### [Что требуется]
Скопируйте без каких-либо изменений весь приведенный ниже текст об обходе дерева каталогов с помощью nftw(), включая фрагмент кода на C.

### [Исходный текст]
------------

Наивные opendir() / readdir() / closedir() реализации почти никогда не обрабатывают случаи, когда каталоги или файлы перемещаются, переименовываются или удаляются во время обхода дерева, тогда как nftw() должен обрабатывать их изящно.

В качестве примера рассмотрим следующую программу на C, в которой перечисляется дерево каталогов, начиная с текущего рабочего каталога или каждого из каталогов, указанных в командной строке, или только файлов, названных в командной строке:

/* We want POSIX.1-2008 + XSI, i.e. SuSv4, features */
#define _XOPEN_SOURCE 700

/* Added on 2017-06-25:
   If the C library can support 64-bit file sizes
   and offsets, using the standard names,
   these defines tell the C library to do so. */
#define _LARGEFILE64_SOURCE
#define _FILE_OFFSET_BITS 64 

#include <stdlib.h>
#include <unistd.h>
#include <ftw.h>
#include <time.h>
#include <stdio.h>
#include <string.h>
#include <errno.h>

/* POSIX.1 says each process has at least 20 file descriptors.
 * Three of those belong to the standard streams.
 * Here, we use a conservative estimate of 15 available;
 * assuming we use at most two for other uses in this program,
 * we should never run into any problems.
 * Most trees are shallower than that, so it is efficient.
 * Deeper trees are traversed fine, just a bit slower.

------------

### [Исходные данные]
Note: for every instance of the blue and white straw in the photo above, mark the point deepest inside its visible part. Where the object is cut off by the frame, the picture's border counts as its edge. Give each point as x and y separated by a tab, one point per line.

------------

### [Полный результат]
Наивные opendir() / readdir() / closedir() реализации почти никогда не обрабатывают случаи, когда каталоги или файлы перемещаются, переименовываются или удаляются во время обхода дерева, тогда как nftw() должен обрабатывать их изящно.

В качестве примера рассмотрим следующую программу на C, в которой перечисляется дерево каталогов, начиная с текущего рабочего каталога или каждого из каталогов, указанных в командной строке, или только файлов, названных в командной строке:

/* We want POSIX.1-2008 + XSI, i.e. SuSv4, features */
#define _XOPEN_SOURCE 700

/* Added on 2017-06-25:
   If the C library can support 64-bit file sizes
   and offsets, using the standard names,
   these defines tell the C library to do so. */
#define _LARGEFILE64_SOURCE
#define _FILE_OFFSET_BITS 64 

#include <stdlib.h>
#include <unistd.h>
#include <ftw.h>
#include <time.h>
#include <stdio.h>
#include <string.h>
#include <errno.h>

/* POSIX.1 says each process has at least 20 file descriptors.
 * Three of those belong to the standard streams.
 * Here, we use a conservative estimate of 15 available;
 * assuming we use at most two for other uses in this program,
 * we should never run into any problems.
 * Most trees are shallower than that, so it is efficient.
 * Deeper trees are traversed fine, just a bit slower.